Your goal: Transcribe everything from "Officials proclaimed the" down to "who joined in." in the passage on the auto de fé below.

Extract to read:
- - - - -

The auto de fé was a major aspect of the tribunals and the final step in the Inquisition process. It involved a Catholic Mass, prayer, a public procession of those found guilty, and a reading of their sentences.

An Inquisition usually began with the public proclamation of a grace period of 40 days. Anyone who was guilty or knew of someone who was guilty was urged to confess. If the accused were charged, they were presumed guilty. Officials could apply torture during the trial. Inquisitors were required to hear and record all testimony. Proceedings were to be kept secret, and the identity of witnesses was not known to the accused.

Officials proclaimed the prisoner's sentence after the trial and administered it in an auto de fé. The auto de fé was not an impromptu event, but thoroughly orchestrated. Preparations began a month in advance and only occurred when the inquisition authorities believed there were enough prisoners in a given community or city. The ritual took place in public squares or esplanades and lasted several hours with ecclesiastical and civil authorities in attendance.

An all-night vigil would be held in or near the city's plaza, with prayers, ending in Mass at daybreak and a breakfast feast prepared for all who joined in.

The ceremony of public penitence then began with a procession of prisoners, who bore elaborate visual symbols on their garments and bodies. These symbols were called sanbenito, and were made of yellow sackcloth. They served to identify the specific acts of heresy of the accused, whose identities were kept secret until the very last moment. In addition, the prisoners usually had no idea what the outcome of their trial had been or their sentencing.

- - - - -

Supplied material:
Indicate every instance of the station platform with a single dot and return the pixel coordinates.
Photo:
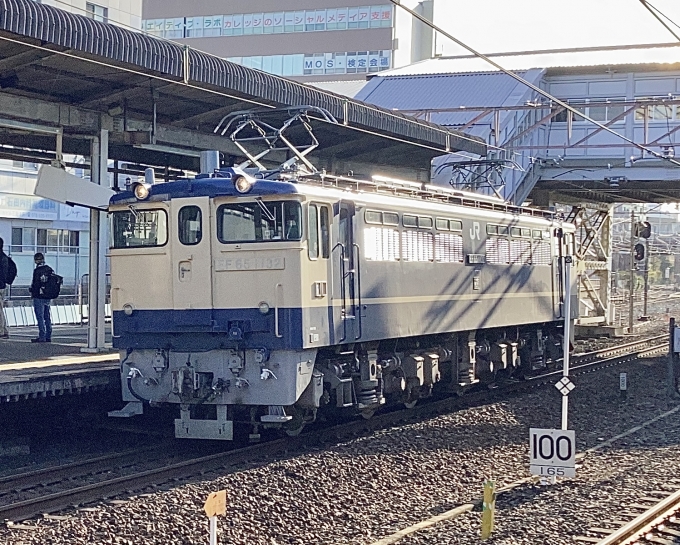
(33, 370)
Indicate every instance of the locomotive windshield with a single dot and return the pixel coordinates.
(259, 221)
(139, 228)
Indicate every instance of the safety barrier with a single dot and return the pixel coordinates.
(61, 315)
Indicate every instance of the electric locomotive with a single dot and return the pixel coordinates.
(264, 297)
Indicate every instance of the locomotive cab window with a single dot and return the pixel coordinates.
(313, 232)
(372, 216)
(410, 221)
(189, 227)
(259, 221)
(390, 218)
(134, 228)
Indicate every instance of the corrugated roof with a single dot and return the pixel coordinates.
(623, 55)
(428, 92)
(118, 47)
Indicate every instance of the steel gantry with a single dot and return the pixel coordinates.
(593, 262)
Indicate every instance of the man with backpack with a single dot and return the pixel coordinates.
(42, 291)
(8, 272)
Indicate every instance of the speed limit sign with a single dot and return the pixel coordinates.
(552, 452)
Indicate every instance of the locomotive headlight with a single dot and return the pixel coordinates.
(141, 191)
(243, 184)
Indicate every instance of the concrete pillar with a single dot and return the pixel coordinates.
(98, 228)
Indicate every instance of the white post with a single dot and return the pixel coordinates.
(567, 334)
(97, 282)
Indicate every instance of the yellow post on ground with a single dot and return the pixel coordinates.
(488, 508)
(215, 505)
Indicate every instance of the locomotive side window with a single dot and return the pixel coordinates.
(325, 232)
(313, 232)
(139, 228)
(189, 228)
(259, 221)
(410, 221)
(390, 218)
(373, 216)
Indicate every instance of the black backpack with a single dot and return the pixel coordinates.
(8, 269)
(51, 285)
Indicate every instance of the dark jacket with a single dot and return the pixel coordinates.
(40, 275)
(4, 269)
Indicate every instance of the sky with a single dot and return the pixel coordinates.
(492, 26)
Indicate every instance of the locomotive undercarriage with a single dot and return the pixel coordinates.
(288, 389)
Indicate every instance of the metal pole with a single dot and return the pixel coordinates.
(646, 278)
(567, 335)
(672, 392)
(631, 282)
(213, 530)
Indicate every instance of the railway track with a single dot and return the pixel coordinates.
(69, 493)
(659, 522)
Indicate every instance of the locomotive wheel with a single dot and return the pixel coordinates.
(295, 431)
(297, 424)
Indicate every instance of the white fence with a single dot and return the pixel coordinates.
(60, 314)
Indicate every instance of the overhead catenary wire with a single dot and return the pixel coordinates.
(71, 54)
(531, 86)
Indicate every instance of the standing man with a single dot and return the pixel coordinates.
(4, 279)
(41, 301)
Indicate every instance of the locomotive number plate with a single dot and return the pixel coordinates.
(250, 263)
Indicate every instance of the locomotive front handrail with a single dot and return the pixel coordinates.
(276, 310)
(342, 289)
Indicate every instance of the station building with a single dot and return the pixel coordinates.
(542, 153)
(309, 40)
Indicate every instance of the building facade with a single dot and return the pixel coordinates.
(309, 40)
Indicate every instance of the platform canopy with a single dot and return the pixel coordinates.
(161, 100)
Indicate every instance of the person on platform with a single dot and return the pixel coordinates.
(41, 302)
(4, 278)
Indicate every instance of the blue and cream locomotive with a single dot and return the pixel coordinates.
(262, 298)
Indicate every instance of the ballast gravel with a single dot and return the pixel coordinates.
(362, 490)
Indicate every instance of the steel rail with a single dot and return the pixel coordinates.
(54, 474)
(105, 489)
(644, 523)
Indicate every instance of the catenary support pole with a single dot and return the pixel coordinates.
(96, 301)
(567, 335)
(646, 277)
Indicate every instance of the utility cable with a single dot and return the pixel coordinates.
(532, 86)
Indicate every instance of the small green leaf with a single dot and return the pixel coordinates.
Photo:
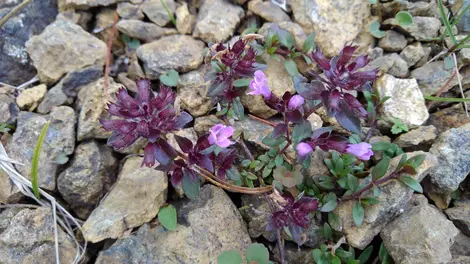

- - - - -

Result for this exercise:
Officials proclaimed the prisoner's sentence after the trial and administered it in an auto de fé. The auto de fé was not an impromptu event, but thoroughly orchestrated. Preparations began a month in advance and only occurred when the inquisition authorities believed there were enough prisoners in a given community or city. The ritual took place in public squares or esplanades and lasted several hours with ecclesiastical and civil authorities in attendance.

An all-night vigil would be held in or near the city's plaza, with prayers, ending in Mass at daybreak and a breakfast feast prepared for all who joined in.